> DOCUMENT SEGMENT
━━━━━━━━━━━━━━━━━━━━━━━━━━━━━━

Poetry, South and North
V. POETRY, SOUTH AND NORTH.
Minor Verse.
Among the minor poets whose songs have found recognition and whose names deserve some record
in the history of our literature, the following at least should be included. William W. Story (1819-1895),
the friend of Hawthorne and Lowell, was born in Salem. He resided for the larger part of his life in Italy,
and attained considerable rank as a sculptor. He was a poet of more than ordinary gifts, and an author
of several volumes, prose as well as verse, including the well-known Roba di Roma, or Walks and Talks
about Rome (1862). Thomas William Parsons (1819-1892), born at Boston, is more widely known
as a translator of Dante than as an original poet, although his lines On a Bust of Dante are greatly
admired by scholars. Dr. Parsons, who was a dental surgeon, practiced his profession abroad, and it
was during his residence in Italy that his interest in the Italian poet was aroused. His translation ranks
with the best American renderings of the Commedia, although it is not complete. His version of the
Inferno appeared in 1867; portions of the Purgatorio and Paradiso were published in 1893. Christopher
Pearse Cranch (1813-1892), an artist living in Cambridge, a member of the transcendental group, published
a translation of Virgil's AEneid in 1872. The modest verse of Alice and Phoebe Cary (Alice, 1820-71; Phoebe,
1824-71), natives of Ohio, serious in sentiment, was widely read.

━━━━━━━━━━━━━━━━━━━━━━━━━━━━━━

> DATA FOR REVIEW

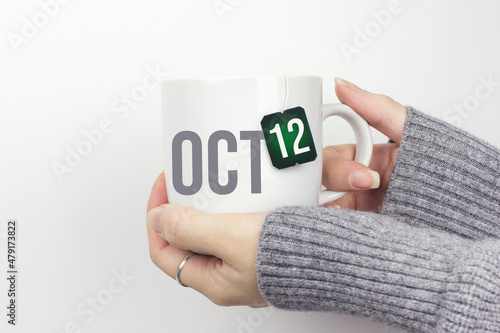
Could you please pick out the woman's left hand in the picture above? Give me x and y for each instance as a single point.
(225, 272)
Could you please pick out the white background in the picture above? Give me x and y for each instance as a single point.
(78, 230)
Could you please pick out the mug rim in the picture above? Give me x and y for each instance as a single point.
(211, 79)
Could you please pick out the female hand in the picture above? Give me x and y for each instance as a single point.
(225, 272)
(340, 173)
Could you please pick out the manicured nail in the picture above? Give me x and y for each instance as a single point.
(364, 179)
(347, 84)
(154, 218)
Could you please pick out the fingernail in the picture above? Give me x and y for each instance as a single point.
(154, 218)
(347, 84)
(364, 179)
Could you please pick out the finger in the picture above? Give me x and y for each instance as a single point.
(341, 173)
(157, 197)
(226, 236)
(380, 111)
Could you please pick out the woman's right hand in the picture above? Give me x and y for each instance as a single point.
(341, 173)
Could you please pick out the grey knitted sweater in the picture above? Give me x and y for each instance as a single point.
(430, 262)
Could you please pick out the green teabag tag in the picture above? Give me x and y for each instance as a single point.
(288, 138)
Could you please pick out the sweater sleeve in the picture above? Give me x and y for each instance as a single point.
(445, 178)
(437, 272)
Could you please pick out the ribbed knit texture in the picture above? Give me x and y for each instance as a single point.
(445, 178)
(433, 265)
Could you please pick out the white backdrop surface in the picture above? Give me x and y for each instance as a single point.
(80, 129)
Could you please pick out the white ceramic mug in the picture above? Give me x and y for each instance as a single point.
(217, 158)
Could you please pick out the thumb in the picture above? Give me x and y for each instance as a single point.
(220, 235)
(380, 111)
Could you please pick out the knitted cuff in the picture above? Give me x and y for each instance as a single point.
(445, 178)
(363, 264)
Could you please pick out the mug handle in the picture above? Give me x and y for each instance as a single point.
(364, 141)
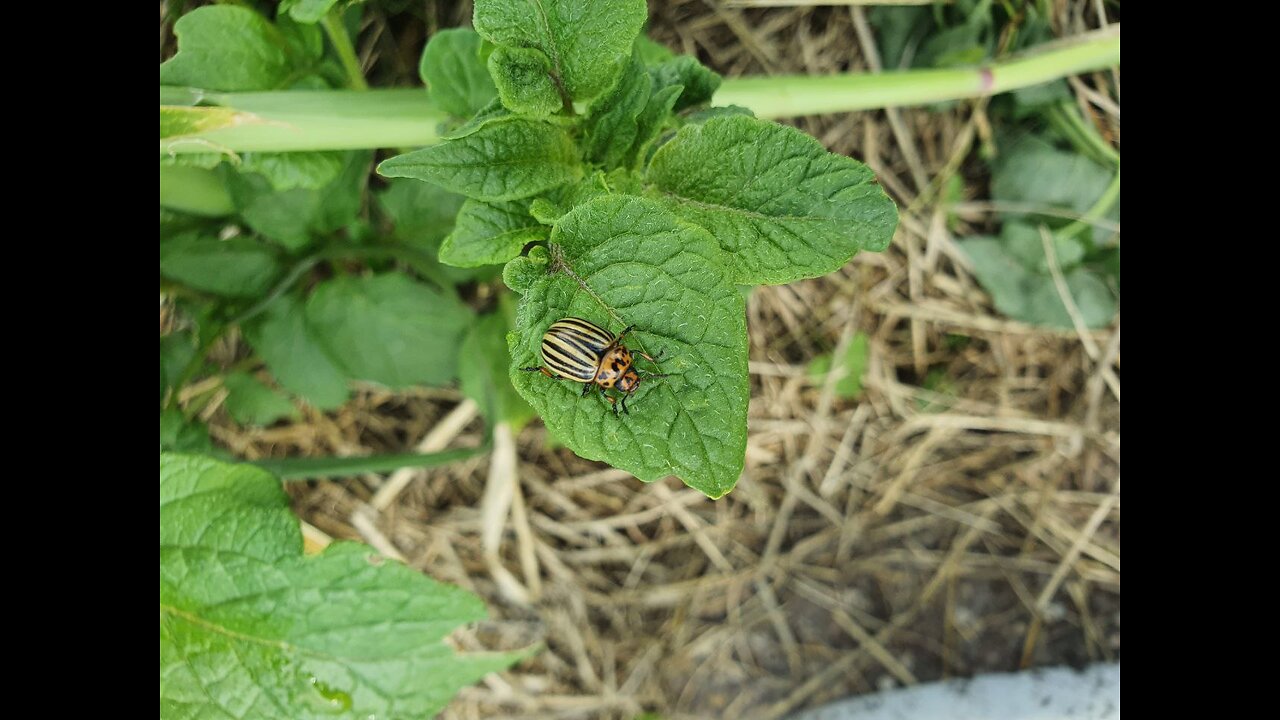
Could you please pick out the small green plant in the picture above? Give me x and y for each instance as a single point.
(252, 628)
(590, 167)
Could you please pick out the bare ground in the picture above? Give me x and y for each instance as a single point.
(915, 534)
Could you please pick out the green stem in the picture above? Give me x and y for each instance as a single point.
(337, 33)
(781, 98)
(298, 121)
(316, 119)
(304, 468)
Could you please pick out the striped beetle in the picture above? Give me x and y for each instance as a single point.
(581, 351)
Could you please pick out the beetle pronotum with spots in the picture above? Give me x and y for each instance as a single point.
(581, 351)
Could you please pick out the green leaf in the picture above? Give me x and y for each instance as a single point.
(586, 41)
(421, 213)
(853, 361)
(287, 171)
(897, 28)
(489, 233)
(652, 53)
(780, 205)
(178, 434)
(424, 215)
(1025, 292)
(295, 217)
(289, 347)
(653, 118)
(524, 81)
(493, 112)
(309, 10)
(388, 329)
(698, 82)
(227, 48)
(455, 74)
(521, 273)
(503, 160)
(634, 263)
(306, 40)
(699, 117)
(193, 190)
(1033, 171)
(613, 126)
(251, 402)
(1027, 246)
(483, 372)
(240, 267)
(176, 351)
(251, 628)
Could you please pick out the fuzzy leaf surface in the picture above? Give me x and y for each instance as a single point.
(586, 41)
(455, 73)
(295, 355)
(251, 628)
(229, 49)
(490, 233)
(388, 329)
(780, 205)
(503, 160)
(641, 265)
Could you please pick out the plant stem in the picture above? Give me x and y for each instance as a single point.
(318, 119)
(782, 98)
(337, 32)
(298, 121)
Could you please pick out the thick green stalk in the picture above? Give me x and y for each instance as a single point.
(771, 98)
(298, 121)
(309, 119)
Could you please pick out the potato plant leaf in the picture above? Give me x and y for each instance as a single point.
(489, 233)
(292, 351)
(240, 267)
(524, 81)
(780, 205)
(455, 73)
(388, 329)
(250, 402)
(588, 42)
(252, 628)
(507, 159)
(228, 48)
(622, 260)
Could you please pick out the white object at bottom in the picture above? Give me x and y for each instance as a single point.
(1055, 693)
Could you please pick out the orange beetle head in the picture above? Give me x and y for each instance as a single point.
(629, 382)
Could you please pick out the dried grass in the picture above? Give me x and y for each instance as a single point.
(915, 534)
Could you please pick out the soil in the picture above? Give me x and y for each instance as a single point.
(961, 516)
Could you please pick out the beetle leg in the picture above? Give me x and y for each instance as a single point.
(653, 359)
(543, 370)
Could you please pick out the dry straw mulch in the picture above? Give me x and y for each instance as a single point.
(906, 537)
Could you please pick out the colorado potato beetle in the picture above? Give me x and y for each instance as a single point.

━━━━━━━━━━━━━━━━━━━━━━━━━━━━━━

> TASK TO COMPLETE
Please carry the passage on minor poets forward from its final sentence. This material has no connection to the passage on minor poets.

> SOLVED PROBLEM
New England Women.
Mrs. Julia Ward Howe (1819-1910), a lecturer and leader in reform movements, will be remembered
chiefly as the author of a great warpoem, The Battle Hymn of the Republic. Lucy Larcom (1826-1893),
a worker in the mills at Lowell when her early songs attracted the notice of Whittier, and Mrs. Celia
Laighton Thaxter (1836-1894), daughter of the lighthouse-keeper on the Isles of Shoals, were also typical
New Englanders who found their inspiration in subjects close at hand. Of other New England women
whose verse was notable for literary quality and popular appeal, the following should be mentioned:
Mrs. Harriet Prescott Spofford (1835-1921), Mrs. Louise Chandler Moulton (1835-1908), Mrs. Julia
C. R. Dorr (1825-1913), born in South Carolina, but making her home in Vermont, Mrs. Annie A. Fields
(1834-1915), the wife of James T. Fields, and Edna Dean Proctor (1838- ). A larger distinction attends
the literary career of Mrs. Helen Fiske Jackson (1831-1885), before her second marriage Helen Hunt,
whose signature "H. H." was familiar to the readers of a generation ago. Mrs. jackson was born at
Amherst, Massachusetts. Her poems, issued in 1870, placed her at the head of the women writers of
verse in America. The last ten years of Mrs. Jackson's life were spent in Colorado and California. Her
interest in the Indians and her intense sympathy with them in their wrongs led to the publication of her
Century of Dishonor (1881), a book which bore fruit in the official appointment of Mrs. Jackson as special
examiner to the mission Indians in California; and eventually in her striking novel, Ramona (1884). A
group of rather remarkable short stories by "Saxe Holm," published in two series (1873, 1878), although
unacknowledged, are usually attributed to Helen Hunt Jackson. The poems of Emily Dickinson (1830-
1886) are remarkable productions, which have commanded recognition by our highest literary critics.
Miss Dickinson was a townswoman of Helen Fiske, and her life was spent at Amherst largely in seclusion.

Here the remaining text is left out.